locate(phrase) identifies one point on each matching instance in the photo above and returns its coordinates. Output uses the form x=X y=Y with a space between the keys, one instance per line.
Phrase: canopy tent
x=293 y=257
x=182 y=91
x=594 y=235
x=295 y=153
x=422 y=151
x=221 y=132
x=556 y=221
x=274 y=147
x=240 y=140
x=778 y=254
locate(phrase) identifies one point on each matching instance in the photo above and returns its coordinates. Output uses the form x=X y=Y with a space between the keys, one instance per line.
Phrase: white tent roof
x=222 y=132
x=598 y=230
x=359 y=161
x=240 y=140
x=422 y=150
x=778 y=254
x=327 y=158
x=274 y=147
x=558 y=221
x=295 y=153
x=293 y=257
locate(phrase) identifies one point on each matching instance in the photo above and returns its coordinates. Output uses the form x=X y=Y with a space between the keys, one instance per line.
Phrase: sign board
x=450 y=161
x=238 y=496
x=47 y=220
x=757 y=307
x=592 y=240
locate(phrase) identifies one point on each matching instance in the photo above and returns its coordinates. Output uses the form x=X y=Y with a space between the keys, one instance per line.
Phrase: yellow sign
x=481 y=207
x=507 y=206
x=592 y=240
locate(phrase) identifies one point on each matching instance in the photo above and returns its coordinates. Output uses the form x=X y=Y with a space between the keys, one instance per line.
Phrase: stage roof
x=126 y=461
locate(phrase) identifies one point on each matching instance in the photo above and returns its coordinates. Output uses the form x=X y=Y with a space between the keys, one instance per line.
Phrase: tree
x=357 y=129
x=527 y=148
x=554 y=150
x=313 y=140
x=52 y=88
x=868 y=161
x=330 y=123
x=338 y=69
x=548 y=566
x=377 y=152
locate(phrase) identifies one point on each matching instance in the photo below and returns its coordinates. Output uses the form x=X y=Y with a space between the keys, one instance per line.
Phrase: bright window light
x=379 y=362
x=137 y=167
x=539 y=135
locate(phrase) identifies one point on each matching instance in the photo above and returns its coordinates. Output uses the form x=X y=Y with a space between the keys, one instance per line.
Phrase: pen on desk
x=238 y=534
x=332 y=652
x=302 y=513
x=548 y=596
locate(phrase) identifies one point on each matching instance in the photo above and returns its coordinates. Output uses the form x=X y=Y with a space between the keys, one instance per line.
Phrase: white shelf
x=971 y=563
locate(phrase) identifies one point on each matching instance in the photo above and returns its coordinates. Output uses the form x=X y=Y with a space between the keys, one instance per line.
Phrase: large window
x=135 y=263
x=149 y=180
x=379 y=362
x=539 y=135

_PROBLEM DESCRIPTION:_
Every entry must be retyped in full, exactly as given.

_ANSWER IN FULL:_
locate(phrase) identifies one point on each matching instance in the photo above and returns its coordinates. Output uses the form x=X y=Y with a space between the keys, one instance per line.
Phrase: canopy tent
x=293 y=257
x=182 y=91
x=594 y=235
x=295 y=153
x=422 y=151
x=221 y=132
x=556 y=221
x=274 y=147
x=240 y=140
x=778 y=254
locate(phrase) identifies one point on each matching instance in the photo above and returns its coordinates. Output uses the form x=X y=Y with a space between the keys, one instance per line.
Phrase: white tent roof
x=222 y=132
x=598 y=230
x=359 y=161
x=240 y=140
x=422 y=150
x=778 y=254
x=327 y=158
x=274 y=147
x=558 y=221
x=295 y=153
x=293 y=257
locate(phrase) identifies one point on each matching instance in the photo above and returns its coordinates. Output uses the form x=X y=Y with a space between the keys, one instance per line.
Phrase: sign board
x=450 y=161
x=238 y=496
x=47 y=220
x=757 y=307
x=592 y=240
locate(phrase) identifies one point on each matching instance in the photo above and returns its coordinates. Output uses the form x=X y=Y with a space between the keys, one instance per line.
Phrase: yellow sign
x=481 y=207
x=507 y=206
x=592 y=240
locate(phrase) identifies one point on each matching instance in the photo above and returns its coordinates. Output uses the form x=X y=Y with a space between the keys, one instance per line.
Phrase: stage roof
x=126 y=461
locate(phrase) identifies one point on each matching instance in the photo above and returns its coordinates. Output uses the form x=X y=Y with a space between the keys, one instance per line.
Phrase: tree
x=357 y=129
x=527 y=148
x=554 y=150
x=313 y=140
x=52 y=88
x=868 y=161
x=330 y=123
x=338 y=69
x=548 y=566
x=377 y=152
locate(phrase) identifies one point on each matching instance in the photo below and returns its coordinates. Output uses the form x=X y=Y with a space between the keys, one instance per line.
Phrase: bright window light
x=379 y=362
x=137 y=167
x=539 y=135
locate(phrase) identifies one point on each matching instance in the photo above and returns its coordinates. Output uses the form x=X y=Y with a space between the keys, one instance per line.
Phrase: pen on desk
x=238 y=534
x=332 y=652
x=302 y=513
x=548 y=596
locate(phrase) identifies one point on each matching instance in the photo above and returns its coordinates. Output uses the form x=X y=Y with a space between the keys, one instance per line.
Phrase: white shelf
x=971 y=563
locate(phrase) identifies one point on each matching instance in the photo above and returns its coordinates. Output uses the form x=X y=Y with a space between the keys, one instance per line.
Phrase: large window
x=135 y=263
x=149 y=180
x=379 y=362
x=539 y=135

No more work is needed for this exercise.